A few years ago, I met a South Korean startup with 5 co-founders. They were young, inexperienced, but talented, and had a decent minimum viable product ready.
They even convinced an angel investor syndicate to invest in them for $250K in a pre-seed round, which was already impressive, since most of the co-founders had very limited corporate or work experience.
After some back-and-forth, they asked me to help them with their development and business strategy because they had noticed that progress was stagnant, and their minimum viable product (MVP) hadn’t even been released to the market yet.
The reason? They held meetings every day of the week, and spent endless hours debating because there was rarely an agreement between the 5 co-founders.
And they’re not the only ones who work this way.
In most startups, the energy is unmatched. Teams move fast, ideas get tested, and decisions often need to be made quickly. But there’s one common pitfall that quietly erodes productivity: too many meetings.
It’s a problem that creeps up on even the most agile companies. What starts as a necessary alignment call can turn into a culture where every small decision requires a meeting.
What they don’t realize is that half of the team’s time is being spent in Zoom rooms or conference calls instead of building, selling, or iterating.
Why too many meetings hurt productivity
The paradox of meetings is that they often feel productive while they’re happening, but they rarely are. I fell in that same trap in my first years of entrepreneurship and, looking back, I should have realized it earlier.
What I realized is that the “work” that moves a startup forward doesn’t happen in meetings at all. It happens in the in-between: coding, designing, building product features, writing outreach emails, testing campaigns, or talking to customers.

━━━━━━━━━━━━━━━━

Continue the article on startup meetings, starting right after its last sentence. The rows that follow come from a separate source unrelated to the article on startup meetings.

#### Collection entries
━━━━━━━━━━━━━━━━

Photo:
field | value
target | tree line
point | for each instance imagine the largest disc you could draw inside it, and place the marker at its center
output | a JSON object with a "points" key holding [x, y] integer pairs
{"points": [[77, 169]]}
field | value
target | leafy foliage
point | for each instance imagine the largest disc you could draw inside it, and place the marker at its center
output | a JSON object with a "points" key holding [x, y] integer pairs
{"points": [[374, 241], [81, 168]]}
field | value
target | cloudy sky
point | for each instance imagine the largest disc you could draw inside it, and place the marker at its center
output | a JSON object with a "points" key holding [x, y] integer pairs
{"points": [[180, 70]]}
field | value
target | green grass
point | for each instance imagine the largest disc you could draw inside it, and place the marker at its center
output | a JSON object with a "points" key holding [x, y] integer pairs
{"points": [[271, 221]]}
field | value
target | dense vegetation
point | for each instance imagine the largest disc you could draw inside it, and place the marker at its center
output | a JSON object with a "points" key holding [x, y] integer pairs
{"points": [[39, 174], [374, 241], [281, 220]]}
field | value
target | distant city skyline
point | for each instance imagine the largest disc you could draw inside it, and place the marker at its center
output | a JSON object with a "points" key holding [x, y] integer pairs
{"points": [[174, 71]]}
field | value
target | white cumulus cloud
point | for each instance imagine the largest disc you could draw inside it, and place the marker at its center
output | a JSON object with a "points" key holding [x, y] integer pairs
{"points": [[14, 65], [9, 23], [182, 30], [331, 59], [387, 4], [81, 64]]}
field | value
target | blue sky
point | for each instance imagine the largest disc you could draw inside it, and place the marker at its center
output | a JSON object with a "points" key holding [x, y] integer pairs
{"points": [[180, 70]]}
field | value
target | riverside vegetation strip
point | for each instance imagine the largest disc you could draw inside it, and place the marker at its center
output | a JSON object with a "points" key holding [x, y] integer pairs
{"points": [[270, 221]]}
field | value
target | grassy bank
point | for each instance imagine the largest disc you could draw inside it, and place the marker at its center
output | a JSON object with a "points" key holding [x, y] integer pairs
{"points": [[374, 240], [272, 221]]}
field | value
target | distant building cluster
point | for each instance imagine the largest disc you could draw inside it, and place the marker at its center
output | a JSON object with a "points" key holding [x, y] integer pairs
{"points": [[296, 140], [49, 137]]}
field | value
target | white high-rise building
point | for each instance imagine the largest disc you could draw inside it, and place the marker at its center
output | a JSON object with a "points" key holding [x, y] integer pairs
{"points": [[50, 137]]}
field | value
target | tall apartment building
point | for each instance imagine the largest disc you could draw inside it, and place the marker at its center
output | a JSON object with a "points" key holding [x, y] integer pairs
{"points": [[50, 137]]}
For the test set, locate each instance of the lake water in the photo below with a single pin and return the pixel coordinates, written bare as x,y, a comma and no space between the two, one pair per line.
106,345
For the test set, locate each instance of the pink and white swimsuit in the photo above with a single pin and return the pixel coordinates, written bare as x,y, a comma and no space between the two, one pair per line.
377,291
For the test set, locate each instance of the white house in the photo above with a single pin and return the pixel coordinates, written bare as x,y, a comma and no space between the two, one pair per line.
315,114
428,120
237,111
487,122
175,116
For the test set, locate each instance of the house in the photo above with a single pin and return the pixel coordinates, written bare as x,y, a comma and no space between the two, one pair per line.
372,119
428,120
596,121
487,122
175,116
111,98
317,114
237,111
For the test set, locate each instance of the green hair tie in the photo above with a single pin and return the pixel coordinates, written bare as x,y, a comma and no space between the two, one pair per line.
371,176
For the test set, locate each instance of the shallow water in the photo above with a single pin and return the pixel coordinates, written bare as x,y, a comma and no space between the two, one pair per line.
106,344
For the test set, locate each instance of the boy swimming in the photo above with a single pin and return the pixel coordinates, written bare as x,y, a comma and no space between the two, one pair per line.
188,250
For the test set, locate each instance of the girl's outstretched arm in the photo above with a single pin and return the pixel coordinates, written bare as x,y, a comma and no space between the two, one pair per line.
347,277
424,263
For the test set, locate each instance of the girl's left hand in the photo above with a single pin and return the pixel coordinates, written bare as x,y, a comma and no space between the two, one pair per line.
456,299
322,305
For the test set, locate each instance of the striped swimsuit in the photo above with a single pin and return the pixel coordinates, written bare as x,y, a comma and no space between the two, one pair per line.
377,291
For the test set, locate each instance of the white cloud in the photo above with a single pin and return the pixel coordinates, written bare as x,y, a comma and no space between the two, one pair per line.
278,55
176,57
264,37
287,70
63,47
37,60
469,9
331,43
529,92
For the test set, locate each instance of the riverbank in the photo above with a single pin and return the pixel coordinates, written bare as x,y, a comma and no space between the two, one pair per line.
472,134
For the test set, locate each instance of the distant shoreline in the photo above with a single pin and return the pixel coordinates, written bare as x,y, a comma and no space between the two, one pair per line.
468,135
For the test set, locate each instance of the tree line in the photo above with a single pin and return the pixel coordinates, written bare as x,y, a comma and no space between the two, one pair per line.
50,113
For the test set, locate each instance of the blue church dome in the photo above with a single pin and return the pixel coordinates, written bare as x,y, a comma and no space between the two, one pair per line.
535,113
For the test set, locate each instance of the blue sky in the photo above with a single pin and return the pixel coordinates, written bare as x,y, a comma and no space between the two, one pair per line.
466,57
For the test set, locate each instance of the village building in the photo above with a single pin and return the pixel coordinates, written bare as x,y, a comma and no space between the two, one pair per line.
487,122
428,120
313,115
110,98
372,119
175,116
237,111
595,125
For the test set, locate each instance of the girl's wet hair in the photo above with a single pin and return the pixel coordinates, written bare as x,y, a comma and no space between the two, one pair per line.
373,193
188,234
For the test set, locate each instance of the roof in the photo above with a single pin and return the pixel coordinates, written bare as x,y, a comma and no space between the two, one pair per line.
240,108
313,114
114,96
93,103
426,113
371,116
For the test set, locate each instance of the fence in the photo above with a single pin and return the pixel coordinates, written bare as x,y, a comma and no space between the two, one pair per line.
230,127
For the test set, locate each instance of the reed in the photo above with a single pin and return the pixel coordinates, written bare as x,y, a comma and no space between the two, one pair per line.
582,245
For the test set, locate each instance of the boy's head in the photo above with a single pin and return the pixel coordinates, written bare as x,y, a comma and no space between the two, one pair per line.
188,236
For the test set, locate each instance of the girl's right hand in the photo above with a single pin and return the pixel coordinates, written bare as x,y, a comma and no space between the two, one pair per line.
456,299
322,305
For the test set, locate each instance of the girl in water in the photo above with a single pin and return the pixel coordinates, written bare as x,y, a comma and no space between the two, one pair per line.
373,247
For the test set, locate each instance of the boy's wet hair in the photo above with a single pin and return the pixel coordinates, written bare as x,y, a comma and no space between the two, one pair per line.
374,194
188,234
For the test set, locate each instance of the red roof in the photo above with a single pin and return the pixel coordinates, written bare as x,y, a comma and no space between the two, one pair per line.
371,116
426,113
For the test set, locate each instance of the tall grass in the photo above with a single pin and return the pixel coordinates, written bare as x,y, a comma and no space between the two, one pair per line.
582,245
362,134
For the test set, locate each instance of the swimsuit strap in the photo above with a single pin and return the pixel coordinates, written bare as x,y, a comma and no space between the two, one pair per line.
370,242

━━━━━━━━━━━━━━━━

#### Output of the exercise
Too many meetings fragment focus. They require context switching. If you’re deep into solving a problem, pulling yourself out for an unplanned meeting that lasts 30 minutes means losing momentum.
Research shows that it can take 20+ minutes to regain focus after an interruption. For startups where speed matters, that’s devastating.
They create unnecessary consensus loops and often turn into group therapy sessions where everyone feels the need to weigh in, which results in delaying decisions
Early-stage startups live and die by momentum. It’s what keeps a team motivated when resources are scarce, and it’s the reason a scrappy group of five can sometimes outpace a corporation of 500.
For startups, it’s about compounding progress. Every small delay adds up, and it can break the rhythm.
How startups can streamline their workflow
The solution isn’t to abolish meetings altogether. Some of them are crucial, especially for alignment, culture-building, or brainstorming. The key is to be intentional about when and why meetings happen. Here are a few strategies startups can adopt:
- Adopt an asynchronous-first mindset: Most updates don’t require real-time discussion. Tools like Slack, Notion, and ClickUp allow teams to share status updates asynchronously. This helps team members to consume information on their own schedule without breaking focus.
- Protect deep work blocks: Institute no meetings on your most productive hours, or even entire days if necessary. This practice was popularized by companies like Shopify and Gitlab, and proved that output has dramatically improved.
- Set stricter rules for meetings: Avoid unplanned meetings and ask if it can be handled in a message. Or if necessary, can it be limited to 15 minutes?
- Audit your meetings regularly: Once a quarter, review recurring meetings. Ask: “Is this still valuable?” You’ll be surprised how many can be reduced in frequency or scrapped entirely.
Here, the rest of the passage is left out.